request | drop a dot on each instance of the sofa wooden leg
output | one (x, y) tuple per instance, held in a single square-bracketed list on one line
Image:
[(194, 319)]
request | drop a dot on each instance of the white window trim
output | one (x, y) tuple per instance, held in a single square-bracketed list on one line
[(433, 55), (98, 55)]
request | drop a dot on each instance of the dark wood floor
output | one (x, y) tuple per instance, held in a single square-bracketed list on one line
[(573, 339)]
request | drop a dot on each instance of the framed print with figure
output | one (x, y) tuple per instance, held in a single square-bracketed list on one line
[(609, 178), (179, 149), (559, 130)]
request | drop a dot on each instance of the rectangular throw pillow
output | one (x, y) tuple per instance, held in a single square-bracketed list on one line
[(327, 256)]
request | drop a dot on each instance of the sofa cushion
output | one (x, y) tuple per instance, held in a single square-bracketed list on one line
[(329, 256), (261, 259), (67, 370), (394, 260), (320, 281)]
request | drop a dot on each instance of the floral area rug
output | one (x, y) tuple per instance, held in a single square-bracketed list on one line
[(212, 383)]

---+---

## YOUR TASK
Copy out every line of the material above, keeping the wording unchanged.

## FULL RESPONSE
request | drop a dot on each instance of the sofa wooden leg
output | one (x, y) tuple per instance, held in a single square-bracketed list on one line
Image:
[(194, 319)]
request | drop a dot on each instance of the white window trim
output | one (x, y) tuple per instance, held in a single square-bracketed list on one line
[(433, 55), (98, 55)]
request | drop a dot on each instance of the dark wood floor
output | one (x, y) tuple per instance, held in a single square-bracketed list on one line
[(573, 339)]
request | drop a dot on each instance of the framed print with figure
output | one (x, y) tuple per instance, held in a single square-bracketed list on one line
[(609, 178), (179, 149), (559, 130)]
request | drop a dot on each instance of the rectangular throw pillow
output | one (x, y) tuple per instance, held in a single square-bracketed list on one line
[(327, 256)]
request | drop a dot on each instance of the sofa cushion
output | one (x, y) tuple per instance, held in a single square-bracketed list on one line
[(329, 256), (261, 259), (67, 370), (394, 260), (320, 281)]
request | drop a dot on each instance of the floral area rug
output | one (x, y) tuple per instance, held in a single square-bracketed list on one line
[(212, 383)]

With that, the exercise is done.